◆ Text section
The team discovered the moons using the 3.6-meter Canada-France-Hawaii telescope atop Hawaii’s Mauna Kea, which let them see moons as small as 1 mile in diameter. They hope to use the neighboring 8.3-meter Subaru telescope to see moons just one-fourth of a mile across. “They’re getting smaller and smaller,” Sheppard said.

The team estimates that Jupiter has a total of 100 moons that are at least 1 mile in diameter. Jupiter’s moons are named after mythological characters. With the flood of discoveries, though, “we’re starting to run out of names,” Sheppard said.

The new findings add to what one astronomer dubs Jupiter’s “moonopoly.” Jupiter now swamps its closest rival, Saturn, which has 31 moons and was long regarded as the planet with the most satellites.

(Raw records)
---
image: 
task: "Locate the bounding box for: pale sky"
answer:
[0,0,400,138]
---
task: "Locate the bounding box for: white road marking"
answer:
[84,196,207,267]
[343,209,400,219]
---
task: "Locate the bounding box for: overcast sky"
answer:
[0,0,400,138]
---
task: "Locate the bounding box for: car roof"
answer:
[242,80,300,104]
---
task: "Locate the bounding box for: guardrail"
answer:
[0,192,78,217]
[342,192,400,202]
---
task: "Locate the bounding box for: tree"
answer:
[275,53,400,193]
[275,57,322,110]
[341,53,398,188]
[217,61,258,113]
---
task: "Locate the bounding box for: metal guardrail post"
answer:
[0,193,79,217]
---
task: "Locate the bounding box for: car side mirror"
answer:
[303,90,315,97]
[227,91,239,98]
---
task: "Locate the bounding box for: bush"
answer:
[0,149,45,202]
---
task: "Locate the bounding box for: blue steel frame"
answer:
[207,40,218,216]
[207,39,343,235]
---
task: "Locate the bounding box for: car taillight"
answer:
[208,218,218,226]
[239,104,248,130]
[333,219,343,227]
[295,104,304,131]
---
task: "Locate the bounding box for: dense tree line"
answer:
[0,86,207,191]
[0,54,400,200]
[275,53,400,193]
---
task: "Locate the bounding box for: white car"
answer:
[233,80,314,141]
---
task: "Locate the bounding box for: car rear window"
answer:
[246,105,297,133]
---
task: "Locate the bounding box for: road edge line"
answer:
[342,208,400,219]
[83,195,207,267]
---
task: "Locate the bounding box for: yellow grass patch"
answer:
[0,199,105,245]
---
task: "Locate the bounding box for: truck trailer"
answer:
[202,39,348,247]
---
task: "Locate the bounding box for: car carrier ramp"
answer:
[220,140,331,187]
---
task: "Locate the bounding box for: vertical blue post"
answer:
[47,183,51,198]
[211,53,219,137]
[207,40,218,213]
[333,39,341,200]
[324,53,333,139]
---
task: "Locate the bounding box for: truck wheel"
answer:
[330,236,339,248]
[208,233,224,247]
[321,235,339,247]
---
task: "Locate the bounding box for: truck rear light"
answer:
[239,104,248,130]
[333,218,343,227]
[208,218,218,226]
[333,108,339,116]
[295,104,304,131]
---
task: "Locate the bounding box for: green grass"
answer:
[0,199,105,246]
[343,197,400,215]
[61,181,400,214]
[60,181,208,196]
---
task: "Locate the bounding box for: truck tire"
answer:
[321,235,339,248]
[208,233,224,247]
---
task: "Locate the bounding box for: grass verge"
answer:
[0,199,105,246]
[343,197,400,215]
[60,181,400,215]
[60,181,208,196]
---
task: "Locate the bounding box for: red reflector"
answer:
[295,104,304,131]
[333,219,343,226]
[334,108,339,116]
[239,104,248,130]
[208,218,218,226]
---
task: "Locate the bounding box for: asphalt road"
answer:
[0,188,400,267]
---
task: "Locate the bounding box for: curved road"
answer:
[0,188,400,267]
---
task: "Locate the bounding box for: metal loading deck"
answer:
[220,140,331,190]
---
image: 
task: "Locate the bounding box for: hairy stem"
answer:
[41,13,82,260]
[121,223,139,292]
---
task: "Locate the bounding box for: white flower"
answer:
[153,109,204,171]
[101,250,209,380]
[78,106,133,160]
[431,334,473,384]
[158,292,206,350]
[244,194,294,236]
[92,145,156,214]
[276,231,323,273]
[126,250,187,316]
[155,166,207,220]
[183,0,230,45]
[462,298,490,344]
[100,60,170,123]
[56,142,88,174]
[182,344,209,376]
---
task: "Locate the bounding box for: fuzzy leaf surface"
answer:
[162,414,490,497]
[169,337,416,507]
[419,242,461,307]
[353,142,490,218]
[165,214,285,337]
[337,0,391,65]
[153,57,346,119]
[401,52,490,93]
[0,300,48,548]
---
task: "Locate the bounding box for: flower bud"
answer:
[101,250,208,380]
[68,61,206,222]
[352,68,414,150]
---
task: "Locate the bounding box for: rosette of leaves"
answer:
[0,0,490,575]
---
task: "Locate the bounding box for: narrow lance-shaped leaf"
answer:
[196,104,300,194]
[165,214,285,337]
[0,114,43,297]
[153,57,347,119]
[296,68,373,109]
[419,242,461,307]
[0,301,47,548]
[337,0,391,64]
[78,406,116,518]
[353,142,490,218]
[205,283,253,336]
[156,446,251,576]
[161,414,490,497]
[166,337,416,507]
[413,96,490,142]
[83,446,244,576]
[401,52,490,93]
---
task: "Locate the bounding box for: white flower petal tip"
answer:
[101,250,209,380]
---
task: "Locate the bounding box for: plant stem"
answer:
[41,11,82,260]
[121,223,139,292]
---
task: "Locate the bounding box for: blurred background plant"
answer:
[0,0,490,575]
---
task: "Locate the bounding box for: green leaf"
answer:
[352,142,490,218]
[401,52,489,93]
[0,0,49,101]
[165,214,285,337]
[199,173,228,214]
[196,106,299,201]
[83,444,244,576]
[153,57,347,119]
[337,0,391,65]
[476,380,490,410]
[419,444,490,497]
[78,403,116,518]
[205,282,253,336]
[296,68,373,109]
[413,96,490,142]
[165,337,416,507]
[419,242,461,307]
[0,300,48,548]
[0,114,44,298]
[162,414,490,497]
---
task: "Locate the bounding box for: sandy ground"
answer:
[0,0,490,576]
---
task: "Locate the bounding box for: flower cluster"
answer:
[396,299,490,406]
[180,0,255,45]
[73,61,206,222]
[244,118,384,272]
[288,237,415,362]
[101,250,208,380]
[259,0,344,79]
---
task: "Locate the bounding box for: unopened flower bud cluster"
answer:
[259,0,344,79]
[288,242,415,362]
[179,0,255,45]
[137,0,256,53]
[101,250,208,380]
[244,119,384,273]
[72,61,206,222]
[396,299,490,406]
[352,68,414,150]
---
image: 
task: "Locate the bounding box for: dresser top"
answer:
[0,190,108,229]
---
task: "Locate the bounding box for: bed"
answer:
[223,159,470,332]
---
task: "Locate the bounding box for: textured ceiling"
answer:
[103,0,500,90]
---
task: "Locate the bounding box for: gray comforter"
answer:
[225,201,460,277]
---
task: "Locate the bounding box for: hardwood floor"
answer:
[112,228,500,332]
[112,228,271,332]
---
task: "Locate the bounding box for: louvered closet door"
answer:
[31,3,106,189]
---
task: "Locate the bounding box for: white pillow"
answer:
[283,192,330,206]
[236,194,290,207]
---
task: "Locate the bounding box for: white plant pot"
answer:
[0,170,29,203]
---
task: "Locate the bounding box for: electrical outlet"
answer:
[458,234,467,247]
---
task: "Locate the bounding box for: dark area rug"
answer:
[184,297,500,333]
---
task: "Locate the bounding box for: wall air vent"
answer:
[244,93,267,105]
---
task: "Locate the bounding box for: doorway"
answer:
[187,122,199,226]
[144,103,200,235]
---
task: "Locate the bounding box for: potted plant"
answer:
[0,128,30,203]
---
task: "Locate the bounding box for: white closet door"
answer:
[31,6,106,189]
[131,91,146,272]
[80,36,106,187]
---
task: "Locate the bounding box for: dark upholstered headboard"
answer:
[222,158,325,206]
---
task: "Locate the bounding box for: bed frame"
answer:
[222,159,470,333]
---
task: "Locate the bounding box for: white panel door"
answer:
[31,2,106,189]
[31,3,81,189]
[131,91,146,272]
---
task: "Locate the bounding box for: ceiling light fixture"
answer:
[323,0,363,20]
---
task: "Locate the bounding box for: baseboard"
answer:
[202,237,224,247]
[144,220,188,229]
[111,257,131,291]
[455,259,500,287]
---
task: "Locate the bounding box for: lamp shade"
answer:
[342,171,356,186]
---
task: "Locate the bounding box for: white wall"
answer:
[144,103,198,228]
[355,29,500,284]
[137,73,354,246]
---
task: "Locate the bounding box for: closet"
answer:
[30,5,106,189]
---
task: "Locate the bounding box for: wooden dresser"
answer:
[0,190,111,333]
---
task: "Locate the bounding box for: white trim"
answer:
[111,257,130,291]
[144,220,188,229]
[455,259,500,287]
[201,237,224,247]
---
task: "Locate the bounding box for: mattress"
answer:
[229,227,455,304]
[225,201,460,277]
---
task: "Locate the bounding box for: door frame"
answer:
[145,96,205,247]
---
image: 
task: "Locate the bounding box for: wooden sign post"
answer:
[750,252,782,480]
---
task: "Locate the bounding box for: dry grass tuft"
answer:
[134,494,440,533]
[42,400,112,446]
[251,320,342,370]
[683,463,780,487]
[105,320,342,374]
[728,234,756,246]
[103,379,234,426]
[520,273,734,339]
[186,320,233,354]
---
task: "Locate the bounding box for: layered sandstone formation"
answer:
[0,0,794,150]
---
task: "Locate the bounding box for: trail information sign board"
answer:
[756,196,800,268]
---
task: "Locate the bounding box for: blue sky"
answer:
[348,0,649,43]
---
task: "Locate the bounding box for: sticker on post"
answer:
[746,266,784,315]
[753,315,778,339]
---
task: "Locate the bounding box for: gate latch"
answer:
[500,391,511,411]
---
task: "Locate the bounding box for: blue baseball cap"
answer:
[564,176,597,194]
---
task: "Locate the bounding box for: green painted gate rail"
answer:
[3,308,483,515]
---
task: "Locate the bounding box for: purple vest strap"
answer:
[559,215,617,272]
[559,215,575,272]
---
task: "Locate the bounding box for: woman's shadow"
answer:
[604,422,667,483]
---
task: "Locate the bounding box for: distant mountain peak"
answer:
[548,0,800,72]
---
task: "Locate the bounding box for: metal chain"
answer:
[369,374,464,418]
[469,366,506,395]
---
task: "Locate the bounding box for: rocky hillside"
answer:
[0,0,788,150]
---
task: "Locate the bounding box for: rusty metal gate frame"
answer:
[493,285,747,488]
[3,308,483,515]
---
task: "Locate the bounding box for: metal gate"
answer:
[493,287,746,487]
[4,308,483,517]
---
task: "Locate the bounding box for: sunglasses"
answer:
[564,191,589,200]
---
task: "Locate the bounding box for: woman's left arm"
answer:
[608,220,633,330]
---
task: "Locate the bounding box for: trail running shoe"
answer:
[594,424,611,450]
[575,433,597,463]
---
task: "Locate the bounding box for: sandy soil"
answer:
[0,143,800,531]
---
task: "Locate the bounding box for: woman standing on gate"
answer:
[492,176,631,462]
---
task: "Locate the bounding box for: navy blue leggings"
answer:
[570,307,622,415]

◆ What you are asked to do
Answer these questions from the text on Jupiter's moons:
1. Which telescope did the team use to discover the moons?
2. How many moons at least 1 mile in diameter does the team estimate Jupiter has?
3. How many moons does Saturn have?

◆ Answer to the problem
1. The 3.6-meter Canada-France-Hawaii telescope atop Mauna Kea.
2. 100.
3. 31.